WHAT THIS TASK INVOLVES: Copy the material below word for word, everything from the line containing "Given the image above, detect the blue" down to the line containing "xmin=58 ymin=0 xmax=880 ymax=45", both included, and nothing else.

TASK MATERIAL:
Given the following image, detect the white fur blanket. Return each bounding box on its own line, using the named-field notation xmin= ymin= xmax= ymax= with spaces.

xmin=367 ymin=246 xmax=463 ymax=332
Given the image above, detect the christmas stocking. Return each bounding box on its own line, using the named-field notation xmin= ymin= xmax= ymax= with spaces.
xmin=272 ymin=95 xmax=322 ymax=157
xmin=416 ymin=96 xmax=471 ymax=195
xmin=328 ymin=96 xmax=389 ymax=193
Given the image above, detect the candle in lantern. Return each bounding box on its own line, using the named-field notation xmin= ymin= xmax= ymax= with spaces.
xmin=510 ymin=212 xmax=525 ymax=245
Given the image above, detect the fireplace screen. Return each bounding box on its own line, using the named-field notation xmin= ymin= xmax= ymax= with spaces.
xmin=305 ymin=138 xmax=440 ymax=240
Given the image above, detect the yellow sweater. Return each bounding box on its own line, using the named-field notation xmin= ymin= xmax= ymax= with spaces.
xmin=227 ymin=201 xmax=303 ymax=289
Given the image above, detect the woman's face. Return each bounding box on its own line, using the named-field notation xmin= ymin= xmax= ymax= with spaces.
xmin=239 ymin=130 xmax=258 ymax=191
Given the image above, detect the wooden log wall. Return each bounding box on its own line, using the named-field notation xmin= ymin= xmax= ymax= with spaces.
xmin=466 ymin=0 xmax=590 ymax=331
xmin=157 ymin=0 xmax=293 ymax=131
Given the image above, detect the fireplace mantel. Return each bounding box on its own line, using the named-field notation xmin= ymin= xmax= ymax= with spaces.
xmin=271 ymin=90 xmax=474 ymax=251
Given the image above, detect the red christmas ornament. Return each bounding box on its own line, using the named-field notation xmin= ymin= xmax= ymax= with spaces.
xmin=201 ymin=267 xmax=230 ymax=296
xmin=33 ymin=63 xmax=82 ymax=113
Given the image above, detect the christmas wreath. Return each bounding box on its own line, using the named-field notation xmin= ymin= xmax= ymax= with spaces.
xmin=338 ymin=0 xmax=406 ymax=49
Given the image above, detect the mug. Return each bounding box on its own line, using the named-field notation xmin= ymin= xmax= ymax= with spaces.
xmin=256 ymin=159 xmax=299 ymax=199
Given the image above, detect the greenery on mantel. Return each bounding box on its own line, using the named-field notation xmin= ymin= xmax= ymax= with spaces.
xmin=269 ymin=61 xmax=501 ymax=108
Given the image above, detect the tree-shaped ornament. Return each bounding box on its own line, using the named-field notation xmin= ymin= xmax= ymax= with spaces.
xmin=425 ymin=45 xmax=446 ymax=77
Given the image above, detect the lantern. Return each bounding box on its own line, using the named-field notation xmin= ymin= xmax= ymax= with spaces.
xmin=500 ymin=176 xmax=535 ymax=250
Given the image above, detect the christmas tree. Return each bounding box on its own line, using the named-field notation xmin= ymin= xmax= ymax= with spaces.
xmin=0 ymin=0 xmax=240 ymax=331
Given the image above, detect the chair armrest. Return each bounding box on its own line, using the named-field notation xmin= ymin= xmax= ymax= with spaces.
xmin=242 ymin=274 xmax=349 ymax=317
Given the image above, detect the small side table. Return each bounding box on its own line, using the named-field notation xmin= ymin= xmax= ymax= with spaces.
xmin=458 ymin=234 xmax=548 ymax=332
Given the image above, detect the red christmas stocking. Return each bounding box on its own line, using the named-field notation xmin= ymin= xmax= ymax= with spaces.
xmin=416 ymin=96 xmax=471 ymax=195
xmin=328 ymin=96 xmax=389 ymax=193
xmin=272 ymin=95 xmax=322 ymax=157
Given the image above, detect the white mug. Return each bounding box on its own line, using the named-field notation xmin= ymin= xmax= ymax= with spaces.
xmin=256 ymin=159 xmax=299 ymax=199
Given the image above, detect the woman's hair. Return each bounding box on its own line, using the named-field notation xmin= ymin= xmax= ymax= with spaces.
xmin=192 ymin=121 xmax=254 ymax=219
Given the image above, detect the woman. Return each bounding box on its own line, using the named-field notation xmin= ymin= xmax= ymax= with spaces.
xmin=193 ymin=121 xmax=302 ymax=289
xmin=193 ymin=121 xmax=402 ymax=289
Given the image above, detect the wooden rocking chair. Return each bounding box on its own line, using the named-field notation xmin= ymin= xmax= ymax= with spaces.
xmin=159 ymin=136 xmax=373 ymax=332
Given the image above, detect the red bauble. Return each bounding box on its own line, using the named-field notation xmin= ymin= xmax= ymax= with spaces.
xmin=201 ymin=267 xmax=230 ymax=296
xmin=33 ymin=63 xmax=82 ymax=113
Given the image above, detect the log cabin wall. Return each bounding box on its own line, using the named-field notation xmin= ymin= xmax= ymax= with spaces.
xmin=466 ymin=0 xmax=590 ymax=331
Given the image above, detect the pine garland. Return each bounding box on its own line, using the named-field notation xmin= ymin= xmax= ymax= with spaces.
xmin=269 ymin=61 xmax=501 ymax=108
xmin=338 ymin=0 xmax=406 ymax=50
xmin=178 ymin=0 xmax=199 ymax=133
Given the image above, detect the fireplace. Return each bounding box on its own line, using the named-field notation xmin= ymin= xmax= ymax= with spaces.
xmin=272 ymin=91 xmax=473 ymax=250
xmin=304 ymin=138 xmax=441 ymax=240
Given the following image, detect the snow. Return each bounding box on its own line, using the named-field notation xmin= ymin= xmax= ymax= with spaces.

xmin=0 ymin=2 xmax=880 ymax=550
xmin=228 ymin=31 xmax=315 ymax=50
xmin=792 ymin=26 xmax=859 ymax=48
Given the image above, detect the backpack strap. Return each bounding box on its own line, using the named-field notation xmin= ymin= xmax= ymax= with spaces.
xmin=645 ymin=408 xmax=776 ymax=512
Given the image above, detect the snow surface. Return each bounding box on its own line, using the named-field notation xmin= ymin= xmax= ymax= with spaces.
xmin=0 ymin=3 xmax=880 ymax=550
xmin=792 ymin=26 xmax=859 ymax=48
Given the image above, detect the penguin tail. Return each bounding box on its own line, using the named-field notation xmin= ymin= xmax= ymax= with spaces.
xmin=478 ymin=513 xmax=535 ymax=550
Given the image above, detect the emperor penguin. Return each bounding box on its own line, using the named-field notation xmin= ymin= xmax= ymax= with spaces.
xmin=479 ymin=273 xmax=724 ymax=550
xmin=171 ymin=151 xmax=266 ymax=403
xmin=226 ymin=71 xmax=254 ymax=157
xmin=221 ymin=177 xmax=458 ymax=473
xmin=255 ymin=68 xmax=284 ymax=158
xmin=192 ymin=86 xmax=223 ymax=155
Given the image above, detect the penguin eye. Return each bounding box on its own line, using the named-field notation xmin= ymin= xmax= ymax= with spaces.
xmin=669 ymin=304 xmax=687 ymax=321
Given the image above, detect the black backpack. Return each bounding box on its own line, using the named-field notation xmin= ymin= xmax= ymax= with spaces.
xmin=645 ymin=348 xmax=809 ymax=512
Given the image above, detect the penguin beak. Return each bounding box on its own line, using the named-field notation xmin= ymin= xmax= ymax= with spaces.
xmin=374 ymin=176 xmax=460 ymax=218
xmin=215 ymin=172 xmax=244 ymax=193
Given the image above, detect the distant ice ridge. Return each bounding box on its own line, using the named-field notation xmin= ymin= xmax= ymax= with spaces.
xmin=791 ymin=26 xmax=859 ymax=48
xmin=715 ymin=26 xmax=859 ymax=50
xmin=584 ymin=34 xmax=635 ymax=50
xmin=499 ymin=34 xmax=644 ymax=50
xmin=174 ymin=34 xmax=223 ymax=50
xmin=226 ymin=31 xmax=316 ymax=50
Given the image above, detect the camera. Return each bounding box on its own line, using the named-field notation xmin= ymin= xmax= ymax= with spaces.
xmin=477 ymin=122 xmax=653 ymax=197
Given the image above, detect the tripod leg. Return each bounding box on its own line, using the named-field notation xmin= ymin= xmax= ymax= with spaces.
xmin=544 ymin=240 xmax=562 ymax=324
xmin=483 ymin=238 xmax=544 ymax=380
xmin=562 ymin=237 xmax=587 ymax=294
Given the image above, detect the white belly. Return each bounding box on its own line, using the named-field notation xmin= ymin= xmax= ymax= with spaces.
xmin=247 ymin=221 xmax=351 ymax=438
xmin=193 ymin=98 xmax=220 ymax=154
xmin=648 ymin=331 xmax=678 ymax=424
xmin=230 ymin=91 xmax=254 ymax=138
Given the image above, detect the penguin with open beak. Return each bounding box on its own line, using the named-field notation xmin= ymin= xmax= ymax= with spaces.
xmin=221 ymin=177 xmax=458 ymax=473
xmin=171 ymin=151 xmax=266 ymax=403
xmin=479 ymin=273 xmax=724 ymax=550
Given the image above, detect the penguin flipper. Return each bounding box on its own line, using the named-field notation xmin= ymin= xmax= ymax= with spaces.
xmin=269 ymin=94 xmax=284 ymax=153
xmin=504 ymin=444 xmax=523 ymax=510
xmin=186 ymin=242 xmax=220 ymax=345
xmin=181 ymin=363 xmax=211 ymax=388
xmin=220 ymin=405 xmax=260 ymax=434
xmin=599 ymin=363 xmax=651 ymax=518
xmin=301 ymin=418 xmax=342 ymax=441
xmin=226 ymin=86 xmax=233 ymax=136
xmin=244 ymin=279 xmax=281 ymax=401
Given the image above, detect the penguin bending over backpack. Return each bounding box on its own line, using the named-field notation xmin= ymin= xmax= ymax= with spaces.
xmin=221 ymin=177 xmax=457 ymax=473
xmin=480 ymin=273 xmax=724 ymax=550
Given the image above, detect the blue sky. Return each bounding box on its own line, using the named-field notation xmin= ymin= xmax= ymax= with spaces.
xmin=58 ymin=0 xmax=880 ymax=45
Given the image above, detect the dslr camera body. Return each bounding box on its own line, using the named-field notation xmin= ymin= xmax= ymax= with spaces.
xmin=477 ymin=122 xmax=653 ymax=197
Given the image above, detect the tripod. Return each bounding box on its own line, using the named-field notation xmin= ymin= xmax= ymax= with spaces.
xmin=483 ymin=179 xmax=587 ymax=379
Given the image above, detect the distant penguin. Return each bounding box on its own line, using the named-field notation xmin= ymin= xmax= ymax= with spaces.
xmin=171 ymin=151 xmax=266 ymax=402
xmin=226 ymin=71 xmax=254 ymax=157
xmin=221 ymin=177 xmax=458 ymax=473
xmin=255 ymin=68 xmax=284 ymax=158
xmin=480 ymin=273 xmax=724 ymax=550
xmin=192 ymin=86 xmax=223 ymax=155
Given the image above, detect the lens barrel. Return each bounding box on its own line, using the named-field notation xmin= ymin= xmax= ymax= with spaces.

COMPLETED EXERCISE:
Given the image above, detect the blue sky. Return each bounding box on its own line, using the named-field notation xmin= ymin= xmax= ymax= with spaces.
xmin=58 ymin=0 xmax=880 ymax=45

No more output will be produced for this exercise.